start

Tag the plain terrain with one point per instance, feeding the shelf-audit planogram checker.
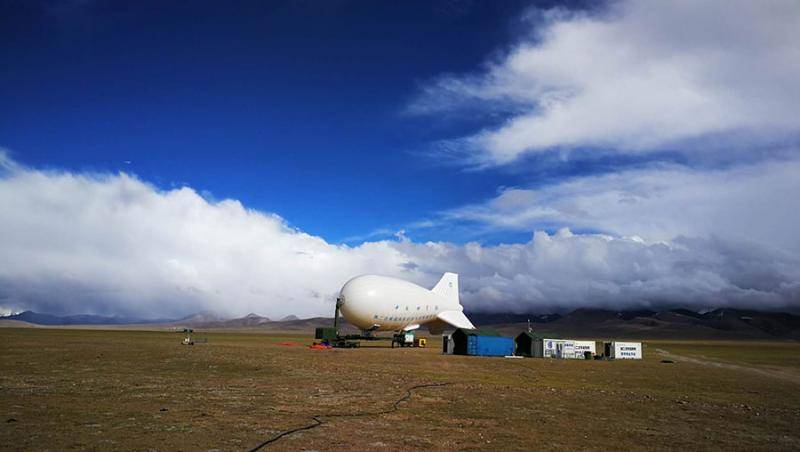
(71, 388)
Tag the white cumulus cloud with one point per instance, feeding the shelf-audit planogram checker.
(638, 77)
(752, 202)
(114, 244)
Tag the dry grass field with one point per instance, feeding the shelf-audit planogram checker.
(92, 389)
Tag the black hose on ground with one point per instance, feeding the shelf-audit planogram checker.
(318, 419)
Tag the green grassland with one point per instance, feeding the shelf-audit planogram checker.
(134, 390)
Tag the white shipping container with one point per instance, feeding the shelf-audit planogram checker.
(549, 347)
(582, 347)
(626, 350)
(565, 349)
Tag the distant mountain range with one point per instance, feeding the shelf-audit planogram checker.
(80, 319)
(723, 323)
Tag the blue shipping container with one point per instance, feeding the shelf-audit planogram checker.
(490, 346)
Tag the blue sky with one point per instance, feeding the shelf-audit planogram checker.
(161, 158)
(297, 108)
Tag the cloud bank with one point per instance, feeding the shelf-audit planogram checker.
(748, 203)
(638, 77)
(114, 244)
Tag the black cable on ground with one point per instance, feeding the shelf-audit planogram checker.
(318, 419)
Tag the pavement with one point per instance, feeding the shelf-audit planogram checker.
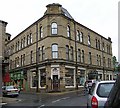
(6, 100)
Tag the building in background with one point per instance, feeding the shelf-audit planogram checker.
(57, 53)
(4, 38)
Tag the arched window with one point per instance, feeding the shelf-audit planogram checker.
(68, 31)
(54, 28)
(78, 35)
(54, 51)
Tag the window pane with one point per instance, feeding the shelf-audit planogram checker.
(54, 28)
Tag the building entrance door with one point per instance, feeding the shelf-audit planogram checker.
(55, 82)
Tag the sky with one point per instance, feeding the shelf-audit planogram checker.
(99, 15)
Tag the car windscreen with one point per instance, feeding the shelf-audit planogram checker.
(9, 87)
(104, 89)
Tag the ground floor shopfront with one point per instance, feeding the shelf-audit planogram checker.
(56, 77)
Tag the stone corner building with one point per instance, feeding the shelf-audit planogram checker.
(57, 53)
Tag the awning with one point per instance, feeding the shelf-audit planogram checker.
(6, 77)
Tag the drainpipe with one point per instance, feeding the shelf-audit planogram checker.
(76, 67)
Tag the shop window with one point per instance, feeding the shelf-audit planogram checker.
(71, 54)
(67, 52)
(81, 78)
(54, 51)
(43, 53)
(41, 32)
(42, 78)
(89, 58)
(78, 35)
(68, 31)
(81, 37)
(33, 79)
(82, 57)
(69, 77)
(89, 40)
(79, 56)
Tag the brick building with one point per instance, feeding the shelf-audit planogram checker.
(58, 53)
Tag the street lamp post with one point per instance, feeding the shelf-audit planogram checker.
(76, 66)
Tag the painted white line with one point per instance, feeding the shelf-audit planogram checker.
(56, 100)
(41, 106)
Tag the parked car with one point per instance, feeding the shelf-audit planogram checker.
(113, 100)
(98, 93)
(10, 91)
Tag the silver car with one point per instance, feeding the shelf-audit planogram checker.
(98, 93)
(10, 91)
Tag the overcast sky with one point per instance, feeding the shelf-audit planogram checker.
(99, 15)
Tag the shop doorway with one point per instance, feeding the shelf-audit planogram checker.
(55, 83)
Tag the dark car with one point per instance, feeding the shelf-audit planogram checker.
(113, 100)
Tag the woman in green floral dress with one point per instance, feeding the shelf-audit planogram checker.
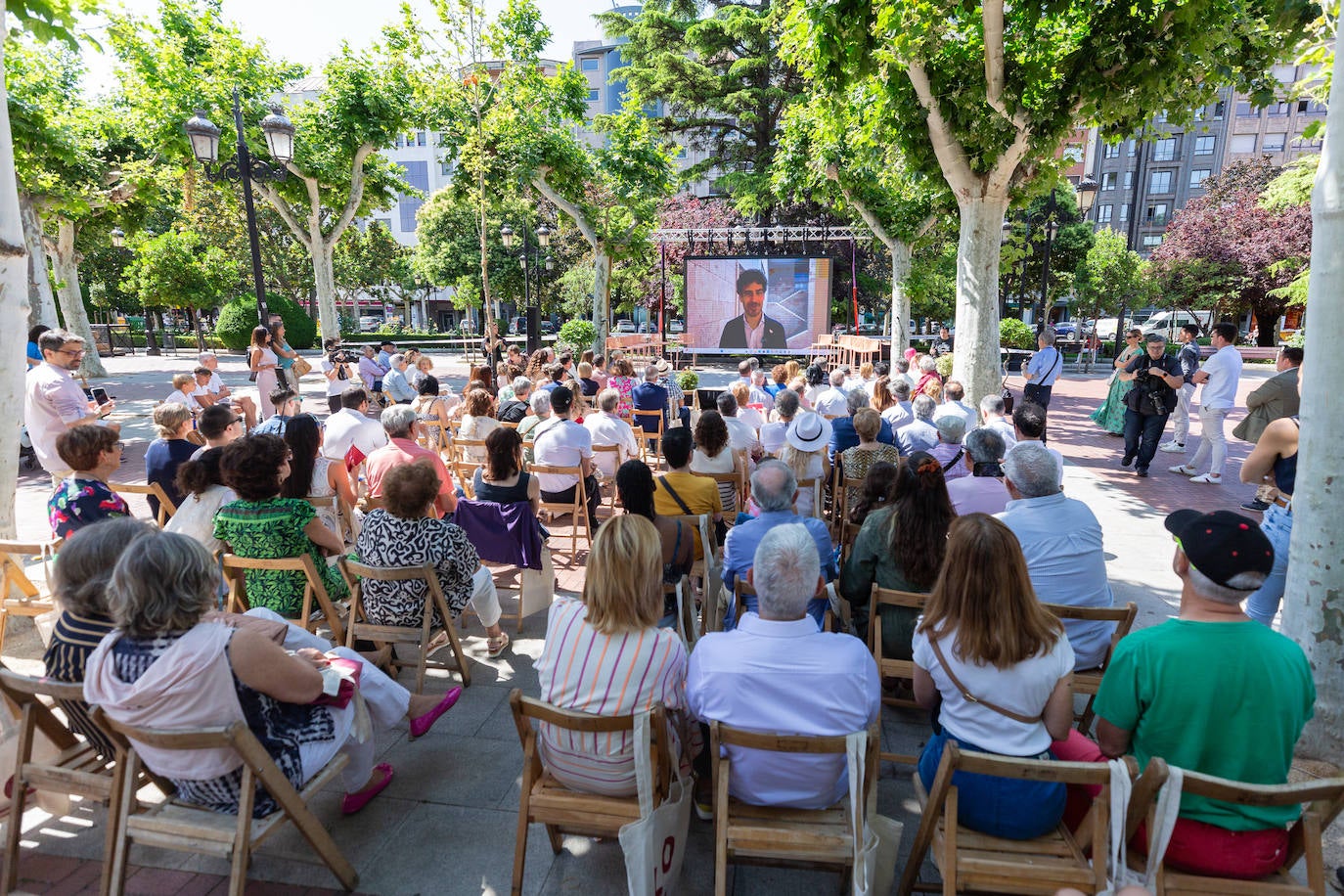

end

### [INSTRUCTIONS TO FOLLOW]
Count the lines in the material above that contain the string "cloud", matching case exactly, and reply with only that number.

### [ANSWER BELOW]
2